Em nossas pesquisas nos periódicos da publiCIDADE[3] de Belém do Pará, encontramos diversos outros seres do mundo animal representando mascotes de marcas, mercadorias e serviços, tais como: caramujo, pinguim, cachorro, abelha, coruja, jacaré, urso polar, esquilo, leão, um peixe-boi (cientificamente denominado Manatus) e a tradicional casa de venda de carnes, também presente no mercado paraense, que apresenta imagens de boi, aves e suínos (Figura 3).


Figura 3.
Mascotes animais.
Pará (1985). Jornal O Liberal, 1972, 1976, 1977, 1979, 1980, 1987; jornal Folha do Norte, 1970.

════

O QUE SE ESPERA: Escreva a continuação do texto sobre os mascotes animais na publicidade de Belém do Pará a partir do ponto em que ele termina. O material não tem nenhum papel neste trabalho.

CONTEÚDO DO CONJUNTO:
════

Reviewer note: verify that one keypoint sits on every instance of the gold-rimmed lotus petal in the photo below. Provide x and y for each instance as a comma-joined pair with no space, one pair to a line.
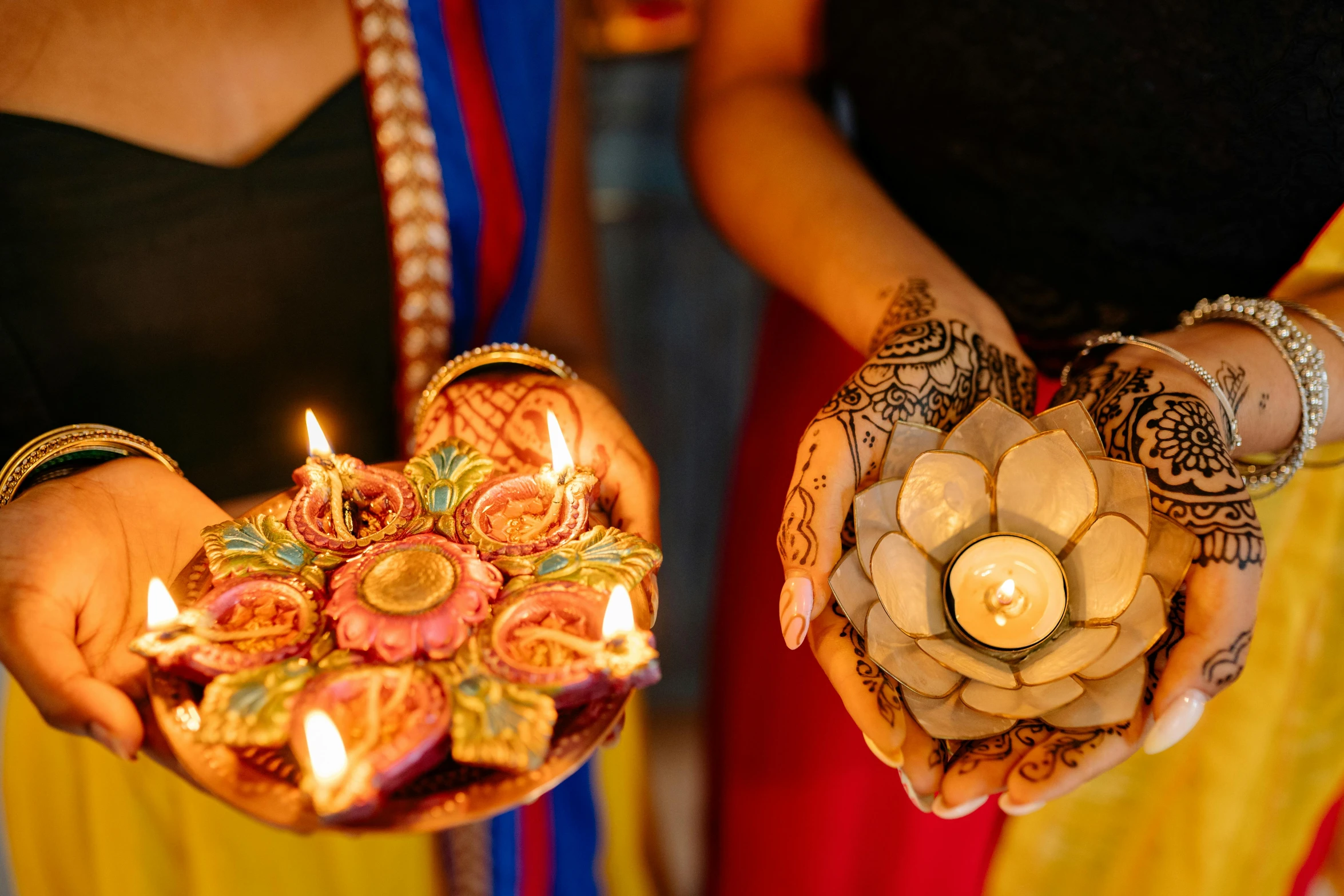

════

RESPOSTA ESPERADA:
Outro exemplo são os supermercados São João. Originalmente, a personagem utilizada como mascote era o santo que dá nome ao empreendimento, o qual aparecia com uma ovelhinha nos braços. Contudo, com os anos, passou-se a utilizar uma imagem do santo com características infantis e, posteriormente, somente a representação da ovelha (Figura 4). O animal ganhou maior destaque na marca, talvez em função de amenizar a utilização diária da imagem religiosa do santo e, assim, tornar mais palatável massificar diariamente a imagem de um animal dócil e com representação tão positiva como a ovelha.


Figura 4.
Mascote – ovelha dos supermercados São João.
Pará (1985). Jornal O Liberal, 1983.

Ainda em nossas pesquisas nos periódicos da publiCIDADE de Belém do Pará, outros seres do mundo animal são identificados como representantes das mascotes de marcas, a saber: pinto, coelho, frango e gato (Figura 5).


Figura 5.
Mascotes – pinto, coelho, frango e gato.
Pará (1985). Jornal Diário do Pará, 1984; jornal O Liberal, 1989.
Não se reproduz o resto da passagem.